- What is asked: Locate every line in the listing below that contains the string "region", and copy each of those lines.

- Dataset:

- - - - -

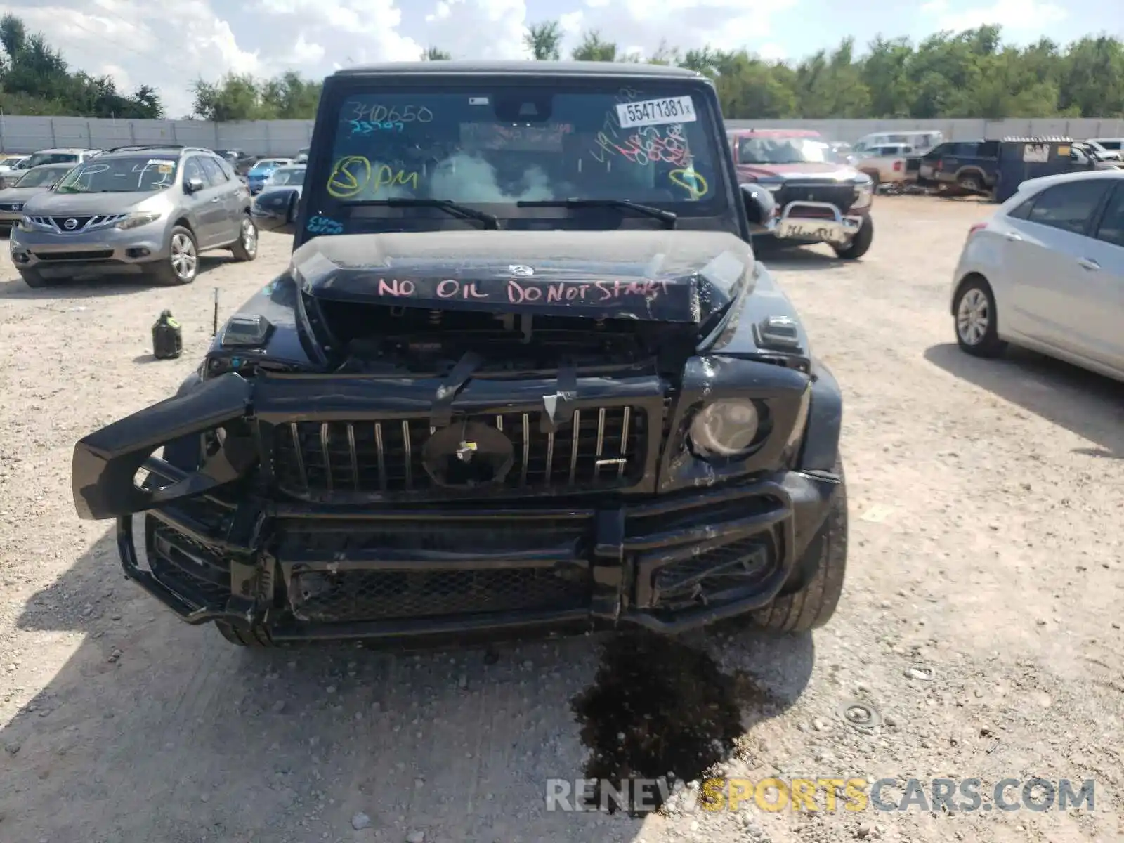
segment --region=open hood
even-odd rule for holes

- - - - -

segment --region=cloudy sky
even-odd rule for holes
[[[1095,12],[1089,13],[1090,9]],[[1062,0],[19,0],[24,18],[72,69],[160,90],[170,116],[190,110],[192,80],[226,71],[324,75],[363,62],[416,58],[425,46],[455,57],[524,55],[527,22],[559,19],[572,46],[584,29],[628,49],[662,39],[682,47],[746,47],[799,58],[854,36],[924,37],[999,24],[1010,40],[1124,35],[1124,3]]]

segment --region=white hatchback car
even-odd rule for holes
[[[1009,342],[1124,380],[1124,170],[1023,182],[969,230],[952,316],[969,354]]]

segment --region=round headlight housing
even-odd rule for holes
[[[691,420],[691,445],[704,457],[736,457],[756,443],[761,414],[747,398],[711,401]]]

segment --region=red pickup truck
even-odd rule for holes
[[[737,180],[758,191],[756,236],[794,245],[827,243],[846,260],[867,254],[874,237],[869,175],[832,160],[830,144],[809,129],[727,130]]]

- - - - -

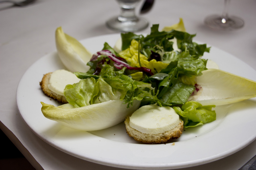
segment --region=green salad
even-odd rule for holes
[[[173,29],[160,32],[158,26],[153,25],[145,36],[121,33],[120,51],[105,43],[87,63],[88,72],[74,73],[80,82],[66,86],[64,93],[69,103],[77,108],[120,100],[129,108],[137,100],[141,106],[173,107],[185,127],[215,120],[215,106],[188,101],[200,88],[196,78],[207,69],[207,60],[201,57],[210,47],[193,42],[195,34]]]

- - - - -

- Task output:
segment --region=open hood
segment --region=cloudy sky
segment --region=white hatchback car
segment --region=round headlight housing
segment --region=red pickup truck
segment --region=green salad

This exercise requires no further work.